● **Task details**
Return the data in full, exactly as it was written.

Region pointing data
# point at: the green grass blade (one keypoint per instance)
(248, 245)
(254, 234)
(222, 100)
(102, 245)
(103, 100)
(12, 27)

● **Completed exercise**
# point at: the green grass blade (one keypoint per instance)
(248, 245)
(254, 234)
(222, 100)
(102, 245)
(103, 100)
(12, 27)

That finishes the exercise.